• INPUT FOR THIS TASK:

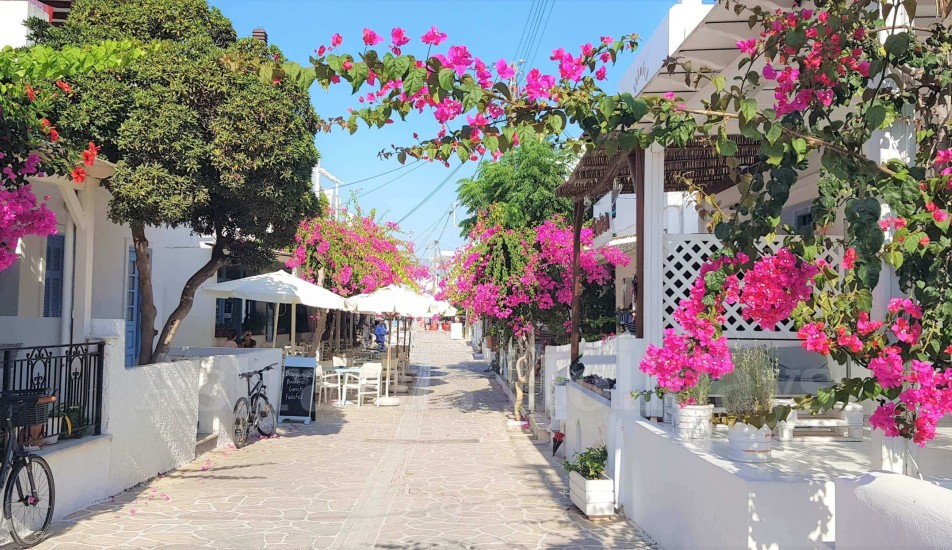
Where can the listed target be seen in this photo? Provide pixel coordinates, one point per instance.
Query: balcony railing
(73, 373)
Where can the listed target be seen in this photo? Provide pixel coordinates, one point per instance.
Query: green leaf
(773, 132)
(447, 78)
(876, 116)
(897, 44)
(748, 109)
(720, 81)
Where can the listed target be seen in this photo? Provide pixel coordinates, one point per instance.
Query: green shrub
(590, 463)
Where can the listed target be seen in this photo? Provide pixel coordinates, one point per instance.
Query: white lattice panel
(684, 256)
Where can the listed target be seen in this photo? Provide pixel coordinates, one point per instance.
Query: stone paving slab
(439, 471)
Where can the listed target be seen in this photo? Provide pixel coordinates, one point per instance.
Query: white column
(84, 251)
(651, 286)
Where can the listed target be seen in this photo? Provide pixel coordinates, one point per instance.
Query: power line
(401, 167)
(525, 27)
(542, 34)
(388, 182)
(430, 196)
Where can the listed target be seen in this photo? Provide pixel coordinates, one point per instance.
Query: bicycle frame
(12, 453)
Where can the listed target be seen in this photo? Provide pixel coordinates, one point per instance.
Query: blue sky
(490, 28)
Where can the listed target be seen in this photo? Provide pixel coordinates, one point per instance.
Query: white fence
(684, 255)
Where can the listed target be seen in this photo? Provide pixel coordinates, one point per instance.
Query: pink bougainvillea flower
(371, 38)
(433, 37)
(504, 70)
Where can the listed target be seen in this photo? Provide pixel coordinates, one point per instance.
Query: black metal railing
(72, 373)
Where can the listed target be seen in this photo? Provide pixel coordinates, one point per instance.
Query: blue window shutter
(53, 287)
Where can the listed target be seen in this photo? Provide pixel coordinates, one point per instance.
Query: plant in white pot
(749, 391)
(693, 414)
(589, 489)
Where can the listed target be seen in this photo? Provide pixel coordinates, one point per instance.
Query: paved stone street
(439, 471)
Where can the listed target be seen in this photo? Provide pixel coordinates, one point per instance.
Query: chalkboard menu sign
(297, 389)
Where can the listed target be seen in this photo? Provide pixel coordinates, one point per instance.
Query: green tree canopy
(198, 137)
(519, 189)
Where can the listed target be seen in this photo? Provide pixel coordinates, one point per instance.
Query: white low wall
(885, 510)
(154, 412)
(685, 497)
(80, 470)
(586, 419)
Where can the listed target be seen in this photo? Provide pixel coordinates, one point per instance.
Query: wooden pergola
(598, 173)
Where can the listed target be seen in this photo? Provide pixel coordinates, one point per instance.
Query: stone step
(205, 443)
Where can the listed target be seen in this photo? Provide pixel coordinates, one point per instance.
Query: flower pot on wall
(694, 421)
(595, 497)
(749, 444)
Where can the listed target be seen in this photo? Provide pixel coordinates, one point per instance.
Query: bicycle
(254, 410)
(29, 493)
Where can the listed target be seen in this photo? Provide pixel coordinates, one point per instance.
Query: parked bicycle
(29, 493)
(255, 410)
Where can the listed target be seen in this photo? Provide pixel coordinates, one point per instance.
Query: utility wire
(430, 196)
(388, 182)
(542, 34)
(401, 167)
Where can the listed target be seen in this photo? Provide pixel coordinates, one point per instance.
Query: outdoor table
(343, 372)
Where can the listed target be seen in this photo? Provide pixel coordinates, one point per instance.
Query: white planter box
(595, 497)
(748, 444)
(560, 399)
(694, 421)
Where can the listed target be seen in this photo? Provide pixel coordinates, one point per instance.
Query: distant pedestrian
(231, 341)
(380, 331)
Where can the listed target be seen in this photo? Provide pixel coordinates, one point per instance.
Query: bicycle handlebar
(258, 372)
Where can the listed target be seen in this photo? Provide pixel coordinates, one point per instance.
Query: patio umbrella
(392, 301)
(278, 287)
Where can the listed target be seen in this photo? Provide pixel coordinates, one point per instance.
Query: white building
(686, 493)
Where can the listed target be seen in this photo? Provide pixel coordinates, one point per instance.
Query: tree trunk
(186, 301)
(147, 312)
(522, 374)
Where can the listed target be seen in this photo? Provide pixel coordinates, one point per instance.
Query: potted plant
(589, 489)
(749, 391)
(693, 414)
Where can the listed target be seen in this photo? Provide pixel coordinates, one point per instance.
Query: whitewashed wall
(884, 510)
(152, 412)
(586, 422)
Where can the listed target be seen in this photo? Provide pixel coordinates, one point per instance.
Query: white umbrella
(392, 301)
(278, 287)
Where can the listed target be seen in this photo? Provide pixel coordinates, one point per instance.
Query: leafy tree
(841, 71)
(519, 188)
(199, 137)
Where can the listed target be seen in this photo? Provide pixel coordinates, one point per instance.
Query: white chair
(326, 381)
(366, 382)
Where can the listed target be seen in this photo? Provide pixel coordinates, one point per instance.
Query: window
(803, 218)
(53, 285)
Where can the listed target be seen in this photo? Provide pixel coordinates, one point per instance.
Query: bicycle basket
(27, 409)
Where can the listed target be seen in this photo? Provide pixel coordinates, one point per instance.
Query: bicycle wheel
(28, 500)
(267, 419)
(242, 422)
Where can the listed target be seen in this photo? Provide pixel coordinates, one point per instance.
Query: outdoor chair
(326, 382)
(365, 383)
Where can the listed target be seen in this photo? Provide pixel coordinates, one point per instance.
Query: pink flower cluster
(830, 53)
(774, 287)
(20, 216)
(700, 348)
(355, 254)
(543, 283)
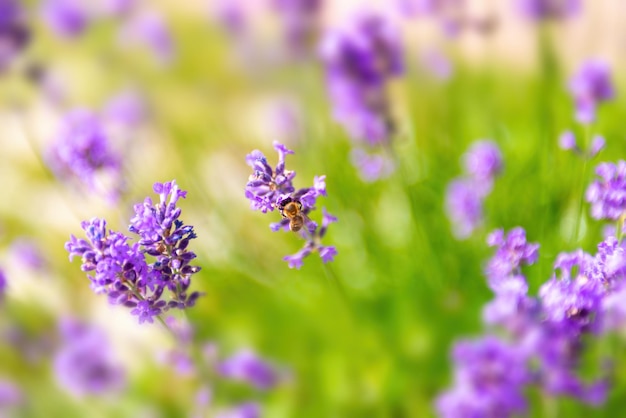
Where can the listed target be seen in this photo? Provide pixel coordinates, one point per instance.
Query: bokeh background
(378, 343)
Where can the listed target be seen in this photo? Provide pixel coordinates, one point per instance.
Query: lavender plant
(269, 189)
(361, 58)
(151, 275)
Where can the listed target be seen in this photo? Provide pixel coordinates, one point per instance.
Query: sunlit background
(186, 90)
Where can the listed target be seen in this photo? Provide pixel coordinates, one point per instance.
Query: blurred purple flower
(84, 364)
(548, 9)
(248, 367)
(10, 396)
(464, 207)
(360, 58)
(483, 161)
(121, 270)
(372, 167)
(590, 86)
(67, 18)
(82, 152)
(490, 380)
(607, 195)
(150, 30)
(513, 251)
(14, 31)
(28, 253)
(300, 21)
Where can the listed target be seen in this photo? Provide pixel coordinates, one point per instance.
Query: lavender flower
(490, 379)
(360, 59)
(590, 86)
(513, 251)
(464, 207)
(266, 185)
(248, 367)
(83, 153)
(548, 9)
(84, 365)
(483, 161)
(245, 410)
(607, 195)
(122, 271)
(10, 395)
(14, 31)
(67, 18)
(300, 21)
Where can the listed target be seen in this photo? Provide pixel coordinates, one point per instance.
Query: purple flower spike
(122, 271)
(483, 161)
(549, 9)
(360, 59)
(248, 367)
(607, 194)
(590, 86)
(83, 153)
(67, 18)
(14, 31)
(84, 364)
(490, 380)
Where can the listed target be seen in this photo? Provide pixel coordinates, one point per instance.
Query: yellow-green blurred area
(377, 344)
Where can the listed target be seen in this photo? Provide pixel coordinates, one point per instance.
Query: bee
(292, 209)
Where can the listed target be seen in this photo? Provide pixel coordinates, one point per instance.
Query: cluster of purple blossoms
(300, 21)
(546, 335)
(361, 58)
(539, 10)
(82, 152)
(140, 275)
(465, 195)
(567, 142)
(590, 86)
(607, 194)
(270, 188)
(14, 31)
(84, 364)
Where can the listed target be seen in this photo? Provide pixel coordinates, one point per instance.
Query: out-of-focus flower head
(490, 379)
(14, 31)
(464, 206)
(591, 85)
(360, 58)
(245, 410)
(122, 271)
(372, 167)
(513, 251)
(10, 396)
(573, 302)
(67, 18)
(248, 367)
(548, 9)
(84, 364)
(28, 253)
(149, 29)
(82, 152)
(483, 161)
(607, 194)
(300, 21)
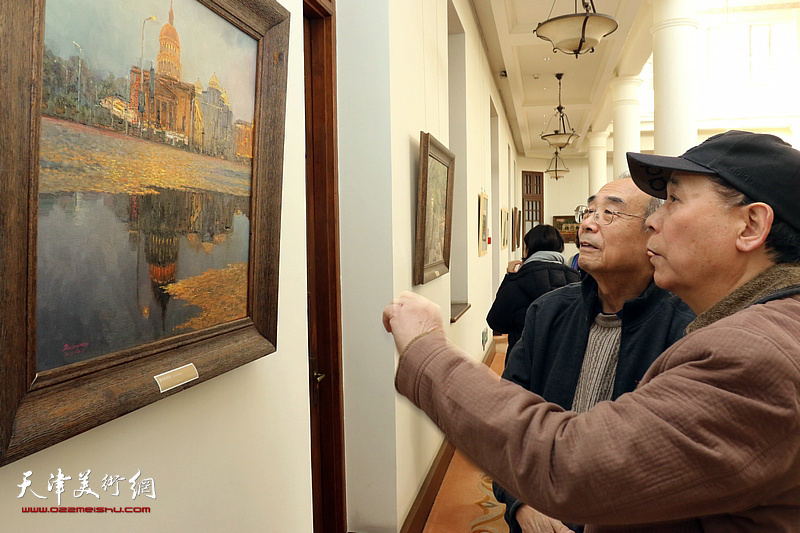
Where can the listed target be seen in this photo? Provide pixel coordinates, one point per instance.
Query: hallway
(465, 503)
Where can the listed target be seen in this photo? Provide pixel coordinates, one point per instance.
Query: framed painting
(434, 209)
(567, 226)
(483, 223)
(142, 200)
(513, 229)
(503, 228)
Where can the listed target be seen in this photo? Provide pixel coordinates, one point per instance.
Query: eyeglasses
(604, 216)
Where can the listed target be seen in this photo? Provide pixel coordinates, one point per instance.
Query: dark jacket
(549, 356)
(518, 291)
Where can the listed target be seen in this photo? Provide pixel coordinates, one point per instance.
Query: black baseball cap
(762, 166)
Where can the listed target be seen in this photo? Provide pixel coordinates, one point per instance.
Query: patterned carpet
(465, 503)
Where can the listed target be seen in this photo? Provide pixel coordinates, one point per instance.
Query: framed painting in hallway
(503, 228)
(514, 229)
(434, 209)
(567, 226)
(149, 162)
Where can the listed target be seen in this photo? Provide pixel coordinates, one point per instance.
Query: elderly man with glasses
(593, 341)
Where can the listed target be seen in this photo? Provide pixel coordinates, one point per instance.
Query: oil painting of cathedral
(145, 175)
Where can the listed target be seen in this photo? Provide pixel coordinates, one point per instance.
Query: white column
(627, 120)
(598, 160)
(674, 75)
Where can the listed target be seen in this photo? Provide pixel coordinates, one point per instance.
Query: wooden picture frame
(434, 209)
(39, 409)
(483, 223)
(567, 226)
(504, 234)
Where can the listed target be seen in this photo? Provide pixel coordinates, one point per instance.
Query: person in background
(595, 340)
(710, 439)
(541, 271)
(573, 261)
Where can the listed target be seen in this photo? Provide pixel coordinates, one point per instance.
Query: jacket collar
(778, 281)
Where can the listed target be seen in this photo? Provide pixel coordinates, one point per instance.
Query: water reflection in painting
(118, 269)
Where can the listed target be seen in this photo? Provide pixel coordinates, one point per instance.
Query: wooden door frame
(324, 292)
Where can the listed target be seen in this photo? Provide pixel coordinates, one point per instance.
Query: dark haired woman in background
(541, 271)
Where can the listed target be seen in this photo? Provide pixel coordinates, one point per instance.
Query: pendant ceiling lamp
(556, 169)
(576, 33)
(559, 133)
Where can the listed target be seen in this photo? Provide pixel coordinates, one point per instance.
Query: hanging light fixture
(576, 33)
(556, 169)
(563, 134)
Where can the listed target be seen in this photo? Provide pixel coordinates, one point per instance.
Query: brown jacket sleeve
(711, 432)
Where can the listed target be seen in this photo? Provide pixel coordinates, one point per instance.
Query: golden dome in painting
(168, 32)
(214, 83)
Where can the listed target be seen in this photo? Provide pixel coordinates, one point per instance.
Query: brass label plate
(176, 377)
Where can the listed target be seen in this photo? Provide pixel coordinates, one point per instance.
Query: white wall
(231, 454)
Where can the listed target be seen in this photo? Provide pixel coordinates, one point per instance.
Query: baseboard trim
(421, 508)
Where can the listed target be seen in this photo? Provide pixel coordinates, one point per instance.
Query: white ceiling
(530, 90)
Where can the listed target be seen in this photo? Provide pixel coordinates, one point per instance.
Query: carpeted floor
(465, 503)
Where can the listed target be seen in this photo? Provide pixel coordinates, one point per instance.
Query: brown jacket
(709, 441)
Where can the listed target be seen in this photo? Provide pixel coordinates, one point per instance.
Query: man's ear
(758, 218)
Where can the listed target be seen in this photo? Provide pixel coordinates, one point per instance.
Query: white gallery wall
(231, 454)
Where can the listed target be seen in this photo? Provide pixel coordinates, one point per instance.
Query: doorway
(324, 298)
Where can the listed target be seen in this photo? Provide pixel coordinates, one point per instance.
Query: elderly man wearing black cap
(710, 440)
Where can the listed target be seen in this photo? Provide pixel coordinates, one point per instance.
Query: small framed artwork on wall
(483, 223)
(434, 209)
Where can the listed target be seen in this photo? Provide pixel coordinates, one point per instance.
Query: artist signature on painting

• TASK STATEMENT:
What is needed is an exact copy of the lines from the one holding "Query: elderly man wearing black cap" through the final line of the material.

• THE COMPLETED TASK:
Query: elderly man wearing black cap
(710, 440)
Where can the listed target be seen in this photo? Provide pixel coordinates, one point per instance.
Query: small framed artwork on wall
(483, 223)
(434, 209)
Where can the listed target be seen in this photo? Provide pixel coordinates, one point per instance.
Query: artist signature on painting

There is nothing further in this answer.